Aux Etats-Unis, une campagne choc pour prévenir les tueries dans les écoles

Dans cette campagne de prévention, dix comédiens récitent des phrases prononcées, avant leur passage à l’acte, par les auteurs de fusillades dans des écoles. Le but : alerter sur les signes avant-coureurs de tels drames.
La comédienne Wanda Sykes dans un spot de prévention produit par l'association Sandy Hook Promise.
publié le 30 septembre 2023 à 9h00

Cela ressemble à un stand-up classique, avec ses blagues grinçantes voire provocatrices. Le premier à l’écran est le comédien Billy Eichner (Parks and Recreation, Billy on the Street). Il s’empare du micro et lâche : «Alors… premier jour d’école, dernier jour de vos vies.» Rires dans la salle. Puis sur une autre scène apparaît Wanda Sykes (Old Christine, Black-ish), qui avertit son public : «Un truc va se passer, et je ne pense pas que vous allez aimer.» La menace de l’acteur David Cross, chemise à carreaux, casquette et léger rictus aux lèvres, est plus explicite – «Je vais… tous… vous tuer» – mais déclenche néanmoins les rires de l’assistance.

**Enregistrements fournis:**
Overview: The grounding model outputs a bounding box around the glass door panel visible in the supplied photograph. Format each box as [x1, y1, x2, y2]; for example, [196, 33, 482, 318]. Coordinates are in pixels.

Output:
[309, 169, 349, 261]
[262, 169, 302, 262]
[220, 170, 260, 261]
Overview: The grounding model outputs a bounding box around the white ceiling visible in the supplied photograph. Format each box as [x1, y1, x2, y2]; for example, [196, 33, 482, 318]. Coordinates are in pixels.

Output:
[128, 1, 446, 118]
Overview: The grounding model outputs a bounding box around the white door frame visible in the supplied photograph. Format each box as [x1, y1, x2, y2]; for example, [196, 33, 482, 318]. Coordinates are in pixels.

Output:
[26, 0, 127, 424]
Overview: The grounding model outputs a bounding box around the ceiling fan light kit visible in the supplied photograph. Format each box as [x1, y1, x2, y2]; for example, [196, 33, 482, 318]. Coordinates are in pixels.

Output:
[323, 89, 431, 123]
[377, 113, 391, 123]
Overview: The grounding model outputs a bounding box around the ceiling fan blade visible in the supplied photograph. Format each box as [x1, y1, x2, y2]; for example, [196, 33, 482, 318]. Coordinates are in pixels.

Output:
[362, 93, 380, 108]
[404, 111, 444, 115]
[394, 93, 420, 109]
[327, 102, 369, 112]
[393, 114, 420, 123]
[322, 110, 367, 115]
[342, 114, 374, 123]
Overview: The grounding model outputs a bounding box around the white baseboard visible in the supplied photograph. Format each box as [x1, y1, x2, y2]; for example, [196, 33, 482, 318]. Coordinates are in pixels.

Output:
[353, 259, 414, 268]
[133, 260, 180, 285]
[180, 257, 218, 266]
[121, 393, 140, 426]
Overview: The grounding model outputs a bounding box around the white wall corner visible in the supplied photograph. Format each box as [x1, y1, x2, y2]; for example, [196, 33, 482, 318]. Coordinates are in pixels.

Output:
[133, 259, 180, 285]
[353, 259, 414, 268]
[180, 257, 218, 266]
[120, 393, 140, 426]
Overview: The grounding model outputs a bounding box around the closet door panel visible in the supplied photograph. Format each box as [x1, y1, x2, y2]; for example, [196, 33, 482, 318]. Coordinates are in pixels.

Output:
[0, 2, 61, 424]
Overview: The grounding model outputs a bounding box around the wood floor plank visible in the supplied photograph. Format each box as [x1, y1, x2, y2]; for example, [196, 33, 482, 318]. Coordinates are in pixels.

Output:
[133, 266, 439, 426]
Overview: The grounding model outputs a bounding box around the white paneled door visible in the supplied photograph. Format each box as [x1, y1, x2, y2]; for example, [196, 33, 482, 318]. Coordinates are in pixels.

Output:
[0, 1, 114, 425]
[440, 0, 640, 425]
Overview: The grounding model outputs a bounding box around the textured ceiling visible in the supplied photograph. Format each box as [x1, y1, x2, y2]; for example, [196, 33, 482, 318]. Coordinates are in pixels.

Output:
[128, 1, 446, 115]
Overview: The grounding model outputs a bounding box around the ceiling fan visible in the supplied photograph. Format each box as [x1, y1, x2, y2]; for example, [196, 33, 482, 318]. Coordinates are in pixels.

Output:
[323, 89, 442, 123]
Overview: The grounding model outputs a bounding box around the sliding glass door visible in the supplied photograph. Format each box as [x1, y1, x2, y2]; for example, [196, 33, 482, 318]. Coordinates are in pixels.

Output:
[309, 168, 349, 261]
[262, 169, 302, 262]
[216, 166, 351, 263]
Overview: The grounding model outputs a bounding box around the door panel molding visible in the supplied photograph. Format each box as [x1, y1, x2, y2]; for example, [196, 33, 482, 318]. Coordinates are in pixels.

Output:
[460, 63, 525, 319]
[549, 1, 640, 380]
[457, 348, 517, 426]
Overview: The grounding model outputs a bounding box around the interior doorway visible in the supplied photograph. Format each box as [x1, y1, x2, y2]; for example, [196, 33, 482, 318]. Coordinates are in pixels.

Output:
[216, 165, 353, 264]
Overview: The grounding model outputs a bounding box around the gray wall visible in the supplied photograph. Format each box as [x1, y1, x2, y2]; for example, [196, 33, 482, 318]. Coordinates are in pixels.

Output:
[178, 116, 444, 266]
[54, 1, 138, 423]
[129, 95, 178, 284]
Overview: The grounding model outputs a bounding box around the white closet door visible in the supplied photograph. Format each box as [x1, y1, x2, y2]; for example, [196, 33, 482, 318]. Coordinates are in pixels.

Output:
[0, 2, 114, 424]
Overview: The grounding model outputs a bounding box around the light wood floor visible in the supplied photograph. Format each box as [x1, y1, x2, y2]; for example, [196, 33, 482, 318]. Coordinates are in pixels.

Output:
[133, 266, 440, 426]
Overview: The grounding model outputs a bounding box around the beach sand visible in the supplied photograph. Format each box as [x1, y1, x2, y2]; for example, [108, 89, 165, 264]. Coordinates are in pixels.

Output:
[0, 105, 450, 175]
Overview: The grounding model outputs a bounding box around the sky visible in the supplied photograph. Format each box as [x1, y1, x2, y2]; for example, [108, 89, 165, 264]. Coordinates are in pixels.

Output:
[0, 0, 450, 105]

**Vos tâches:**
a) Recopiez l'article sur la campagne de prévention depuis «Dans cette campagne» jusqu'à «de tels drames.», en remplaçant «comédiens» par «acteurs».
b) Relevez tous les titres de films ou de séries cités entre parenthèses dans l'article sur la campagne de prévention.
Les enregistrements n'interviennent en rien ici.

**Résultats par tâche:**
a)
Dans cette campagne de prévention, dix acteurs récitent des phrases prononcées, avant leur passage à l’acte, par les auteurs de fusillades dans des écoles. Le but : alerter sur les signes avant-coureurs de tels drames.

b)
Parks and Recreation
Billy on the Street
Old Christine
Black-ish